What you are asked to do
Only one stretch of the data below should be repeated: the lines from the line containing "like [639, 444]." through the line containing "like [533, 325].", inclusive, exactly as they are.

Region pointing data

------------------------------------------------

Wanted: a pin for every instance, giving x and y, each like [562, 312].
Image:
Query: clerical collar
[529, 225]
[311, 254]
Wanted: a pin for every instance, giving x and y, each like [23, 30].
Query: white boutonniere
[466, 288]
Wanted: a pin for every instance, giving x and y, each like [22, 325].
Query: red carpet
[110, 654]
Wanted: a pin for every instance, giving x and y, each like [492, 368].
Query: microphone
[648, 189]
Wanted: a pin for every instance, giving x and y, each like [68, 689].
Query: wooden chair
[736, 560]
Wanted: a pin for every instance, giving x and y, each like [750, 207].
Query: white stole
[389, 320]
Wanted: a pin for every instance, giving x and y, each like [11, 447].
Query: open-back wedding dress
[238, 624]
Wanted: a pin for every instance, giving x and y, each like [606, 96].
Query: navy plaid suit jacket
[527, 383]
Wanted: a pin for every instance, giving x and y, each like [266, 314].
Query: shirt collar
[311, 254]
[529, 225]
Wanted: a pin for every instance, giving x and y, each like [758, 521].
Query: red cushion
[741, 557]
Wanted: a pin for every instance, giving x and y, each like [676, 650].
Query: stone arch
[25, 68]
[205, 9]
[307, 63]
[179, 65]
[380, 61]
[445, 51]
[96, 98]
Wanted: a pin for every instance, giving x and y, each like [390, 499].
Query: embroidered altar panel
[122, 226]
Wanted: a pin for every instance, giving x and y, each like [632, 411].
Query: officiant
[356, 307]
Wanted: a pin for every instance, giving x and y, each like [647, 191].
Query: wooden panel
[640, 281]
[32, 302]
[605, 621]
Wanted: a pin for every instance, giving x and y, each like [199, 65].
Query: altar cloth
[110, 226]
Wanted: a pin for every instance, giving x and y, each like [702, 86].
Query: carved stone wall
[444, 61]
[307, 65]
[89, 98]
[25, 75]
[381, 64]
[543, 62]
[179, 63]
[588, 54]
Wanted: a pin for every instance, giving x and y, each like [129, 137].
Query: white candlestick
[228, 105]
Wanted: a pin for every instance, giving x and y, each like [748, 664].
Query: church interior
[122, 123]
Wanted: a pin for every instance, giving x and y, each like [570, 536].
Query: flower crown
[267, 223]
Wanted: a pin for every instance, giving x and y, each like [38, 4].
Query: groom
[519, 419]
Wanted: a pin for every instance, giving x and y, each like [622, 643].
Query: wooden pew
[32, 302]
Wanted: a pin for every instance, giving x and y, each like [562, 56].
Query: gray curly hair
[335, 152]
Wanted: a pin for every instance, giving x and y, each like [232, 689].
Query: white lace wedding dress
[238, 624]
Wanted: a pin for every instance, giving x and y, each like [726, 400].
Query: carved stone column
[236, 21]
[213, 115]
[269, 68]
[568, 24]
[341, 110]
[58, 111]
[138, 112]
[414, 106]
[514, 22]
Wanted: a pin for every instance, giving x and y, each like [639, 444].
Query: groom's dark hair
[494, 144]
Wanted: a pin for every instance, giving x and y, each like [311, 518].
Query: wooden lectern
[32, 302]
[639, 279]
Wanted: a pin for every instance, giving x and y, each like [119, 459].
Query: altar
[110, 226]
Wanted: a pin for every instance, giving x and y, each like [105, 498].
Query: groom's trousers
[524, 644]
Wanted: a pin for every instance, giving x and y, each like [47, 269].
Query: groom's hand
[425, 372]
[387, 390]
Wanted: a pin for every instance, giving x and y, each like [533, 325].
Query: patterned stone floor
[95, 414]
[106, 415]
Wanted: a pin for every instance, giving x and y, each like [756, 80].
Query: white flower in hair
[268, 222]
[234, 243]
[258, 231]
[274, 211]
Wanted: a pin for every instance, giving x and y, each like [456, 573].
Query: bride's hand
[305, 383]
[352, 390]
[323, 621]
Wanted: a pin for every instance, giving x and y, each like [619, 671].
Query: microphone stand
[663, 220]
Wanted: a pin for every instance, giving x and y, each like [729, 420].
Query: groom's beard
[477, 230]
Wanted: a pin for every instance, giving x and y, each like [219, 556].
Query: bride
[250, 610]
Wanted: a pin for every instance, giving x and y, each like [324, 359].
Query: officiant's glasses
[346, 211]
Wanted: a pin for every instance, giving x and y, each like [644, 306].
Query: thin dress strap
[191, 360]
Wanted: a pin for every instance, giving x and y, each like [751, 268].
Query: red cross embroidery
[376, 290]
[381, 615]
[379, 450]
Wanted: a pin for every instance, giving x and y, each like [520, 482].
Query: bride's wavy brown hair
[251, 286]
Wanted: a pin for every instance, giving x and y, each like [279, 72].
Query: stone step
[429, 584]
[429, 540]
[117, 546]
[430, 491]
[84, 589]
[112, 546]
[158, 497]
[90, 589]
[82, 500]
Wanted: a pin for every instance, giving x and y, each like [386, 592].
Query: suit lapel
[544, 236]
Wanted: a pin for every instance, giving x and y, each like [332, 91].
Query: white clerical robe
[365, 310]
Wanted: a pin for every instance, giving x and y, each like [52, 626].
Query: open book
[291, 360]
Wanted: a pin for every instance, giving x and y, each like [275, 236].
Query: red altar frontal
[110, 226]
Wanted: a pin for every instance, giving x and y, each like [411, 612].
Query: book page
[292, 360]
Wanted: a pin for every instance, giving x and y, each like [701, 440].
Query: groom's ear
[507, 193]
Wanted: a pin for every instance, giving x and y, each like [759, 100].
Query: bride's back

------------------------------------------------

Output of the exercise
Wanted: a pin for every instance, giving x and y, each like [639, 444].
Query: groom's dark hair
[494, 144]
Wanted: a pin for every instance, giving x and y, each like [311, 518].
Query: wooden lectern
[32, 302]
[639, 279]
Wanted: a pin for every instance, giving x and y, each like [119, 459].
Query: altar
[110, 226]
Wanted: a pin for every instance, giving x and y, each like [105, 498].
Query: groom's trousers
[524, 644]
Wanted: a pin for every instance, giving x and y, each like [47, 269].
Query: groom's hand
[425, 372]
[387, 390]
Wanted: a pin for every instance, giving x and y, each like [533, 325].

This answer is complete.